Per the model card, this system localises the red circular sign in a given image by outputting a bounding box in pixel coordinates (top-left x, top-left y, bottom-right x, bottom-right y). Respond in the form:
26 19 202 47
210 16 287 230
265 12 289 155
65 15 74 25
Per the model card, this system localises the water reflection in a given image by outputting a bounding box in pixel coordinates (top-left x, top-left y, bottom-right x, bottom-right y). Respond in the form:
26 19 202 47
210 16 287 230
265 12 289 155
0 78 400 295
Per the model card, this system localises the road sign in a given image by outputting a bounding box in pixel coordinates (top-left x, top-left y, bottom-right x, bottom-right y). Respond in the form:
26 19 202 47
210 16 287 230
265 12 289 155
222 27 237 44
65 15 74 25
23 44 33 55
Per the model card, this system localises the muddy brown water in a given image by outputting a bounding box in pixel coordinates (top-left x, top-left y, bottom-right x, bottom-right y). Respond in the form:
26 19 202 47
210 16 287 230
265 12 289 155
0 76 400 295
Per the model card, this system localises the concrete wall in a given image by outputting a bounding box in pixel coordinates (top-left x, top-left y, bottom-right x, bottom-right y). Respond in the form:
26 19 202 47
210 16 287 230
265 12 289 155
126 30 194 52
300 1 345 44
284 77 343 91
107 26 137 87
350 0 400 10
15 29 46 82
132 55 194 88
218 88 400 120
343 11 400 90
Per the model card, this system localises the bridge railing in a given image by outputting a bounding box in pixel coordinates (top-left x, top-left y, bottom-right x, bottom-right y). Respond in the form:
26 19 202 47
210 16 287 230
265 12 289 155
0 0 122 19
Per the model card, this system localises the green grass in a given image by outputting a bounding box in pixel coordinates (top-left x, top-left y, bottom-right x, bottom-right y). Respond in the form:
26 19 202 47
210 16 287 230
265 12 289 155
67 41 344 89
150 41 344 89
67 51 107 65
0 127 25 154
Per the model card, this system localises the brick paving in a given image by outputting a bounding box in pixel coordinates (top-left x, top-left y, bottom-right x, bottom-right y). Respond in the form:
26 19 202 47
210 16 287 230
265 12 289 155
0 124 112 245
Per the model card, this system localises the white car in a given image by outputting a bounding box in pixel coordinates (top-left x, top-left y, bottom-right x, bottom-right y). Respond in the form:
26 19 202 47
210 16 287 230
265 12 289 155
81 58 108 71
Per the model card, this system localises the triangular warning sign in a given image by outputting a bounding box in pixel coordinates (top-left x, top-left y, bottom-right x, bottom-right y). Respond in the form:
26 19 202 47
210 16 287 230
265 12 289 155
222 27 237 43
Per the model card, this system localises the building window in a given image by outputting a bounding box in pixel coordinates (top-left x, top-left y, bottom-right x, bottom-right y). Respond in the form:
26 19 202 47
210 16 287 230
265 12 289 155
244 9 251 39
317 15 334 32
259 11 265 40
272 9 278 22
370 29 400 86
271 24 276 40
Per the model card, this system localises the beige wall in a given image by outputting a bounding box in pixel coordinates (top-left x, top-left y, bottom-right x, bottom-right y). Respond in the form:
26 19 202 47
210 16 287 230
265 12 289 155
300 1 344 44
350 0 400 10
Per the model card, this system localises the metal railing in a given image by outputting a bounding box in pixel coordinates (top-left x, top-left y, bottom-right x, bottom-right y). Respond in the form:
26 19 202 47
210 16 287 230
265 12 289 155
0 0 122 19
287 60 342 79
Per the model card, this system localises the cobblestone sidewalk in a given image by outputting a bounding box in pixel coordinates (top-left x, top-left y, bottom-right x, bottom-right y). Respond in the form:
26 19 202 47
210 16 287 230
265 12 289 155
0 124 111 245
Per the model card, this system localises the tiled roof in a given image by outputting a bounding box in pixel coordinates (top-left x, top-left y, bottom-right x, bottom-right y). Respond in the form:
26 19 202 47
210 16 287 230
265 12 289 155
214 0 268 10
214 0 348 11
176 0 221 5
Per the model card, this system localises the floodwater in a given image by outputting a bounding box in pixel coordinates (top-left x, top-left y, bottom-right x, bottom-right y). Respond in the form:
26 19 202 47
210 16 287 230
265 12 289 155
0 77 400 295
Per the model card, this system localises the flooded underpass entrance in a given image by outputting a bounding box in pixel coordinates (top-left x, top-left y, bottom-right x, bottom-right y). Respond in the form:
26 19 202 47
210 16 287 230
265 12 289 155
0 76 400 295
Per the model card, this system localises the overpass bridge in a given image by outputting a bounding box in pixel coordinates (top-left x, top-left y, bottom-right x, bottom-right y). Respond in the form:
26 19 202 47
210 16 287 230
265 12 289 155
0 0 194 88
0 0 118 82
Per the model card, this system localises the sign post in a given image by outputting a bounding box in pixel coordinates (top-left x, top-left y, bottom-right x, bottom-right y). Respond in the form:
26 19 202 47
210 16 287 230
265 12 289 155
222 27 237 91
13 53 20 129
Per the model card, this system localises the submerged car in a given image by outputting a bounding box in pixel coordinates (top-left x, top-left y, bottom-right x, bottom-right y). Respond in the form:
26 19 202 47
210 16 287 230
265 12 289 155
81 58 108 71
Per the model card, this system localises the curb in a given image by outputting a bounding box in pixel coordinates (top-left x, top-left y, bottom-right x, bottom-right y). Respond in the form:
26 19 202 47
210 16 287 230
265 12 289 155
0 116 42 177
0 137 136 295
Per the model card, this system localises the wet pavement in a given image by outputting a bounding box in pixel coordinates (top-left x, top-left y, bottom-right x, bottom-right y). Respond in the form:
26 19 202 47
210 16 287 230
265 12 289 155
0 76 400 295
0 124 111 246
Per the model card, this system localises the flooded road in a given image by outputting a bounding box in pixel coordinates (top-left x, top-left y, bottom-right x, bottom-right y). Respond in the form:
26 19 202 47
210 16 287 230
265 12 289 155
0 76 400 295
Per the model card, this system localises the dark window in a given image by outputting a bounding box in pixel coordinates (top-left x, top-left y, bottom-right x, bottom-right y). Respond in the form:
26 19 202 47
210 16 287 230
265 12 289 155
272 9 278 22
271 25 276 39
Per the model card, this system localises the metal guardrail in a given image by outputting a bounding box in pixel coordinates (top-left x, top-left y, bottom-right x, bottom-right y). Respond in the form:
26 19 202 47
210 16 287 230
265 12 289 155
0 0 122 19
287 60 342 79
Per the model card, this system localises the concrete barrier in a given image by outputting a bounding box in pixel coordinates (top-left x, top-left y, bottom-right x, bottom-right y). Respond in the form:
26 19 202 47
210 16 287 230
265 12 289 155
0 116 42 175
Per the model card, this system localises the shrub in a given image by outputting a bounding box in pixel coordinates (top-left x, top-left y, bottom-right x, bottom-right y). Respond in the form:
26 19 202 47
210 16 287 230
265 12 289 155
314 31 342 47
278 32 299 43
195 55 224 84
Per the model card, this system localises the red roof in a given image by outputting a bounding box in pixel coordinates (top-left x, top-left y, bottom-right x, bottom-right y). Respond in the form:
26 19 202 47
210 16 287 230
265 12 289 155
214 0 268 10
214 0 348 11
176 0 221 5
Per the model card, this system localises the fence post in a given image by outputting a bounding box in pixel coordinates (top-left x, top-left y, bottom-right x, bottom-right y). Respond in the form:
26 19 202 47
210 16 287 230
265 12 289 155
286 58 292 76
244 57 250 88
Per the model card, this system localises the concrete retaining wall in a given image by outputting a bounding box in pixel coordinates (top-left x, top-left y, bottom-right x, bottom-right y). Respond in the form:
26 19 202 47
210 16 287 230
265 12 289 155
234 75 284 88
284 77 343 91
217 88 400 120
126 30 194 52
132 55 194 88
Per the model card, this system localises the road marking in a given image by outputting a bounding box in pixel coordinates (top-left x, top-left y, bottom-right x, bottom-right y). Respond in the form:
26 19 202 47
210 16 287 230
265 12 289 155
# # #
* _EXERCISE DESCRIPTION_
Render everything from the start of the items down to and including the line that contains "0 78 400 295" as a Markdown table with two columns, No. and Text. Give each line its own numbered row and leave out blank lines.

* _RESULT OF THIS TASK_
| No. | Text |
|---|---|
| 1 | Per the model card, this system localises the red circular sign in a given image by outputting a bounding box in pixel coordinates (top-left x, top-left y, bottom-right x, bottom-right y). Respond in the form: |
| 2 | 26 19 202 47 |
| 3 | 210 16 287 230 |
| 4 | 265 12 289 155 |
| 5 | 65 15 74 25 |
| 6 | Per the model card, this system localises the water reflection in a given image by outputting a bounding box in pixel coordinates (top-left x, top-left y, bottom-right x, bottom-right y). Respond in the form: |
| 7 | 26 19 202 47 |
| 8 | 210 16 287 230 |
| 9 | 265 12 289 155 |
| 10 | 0 78 400 295 |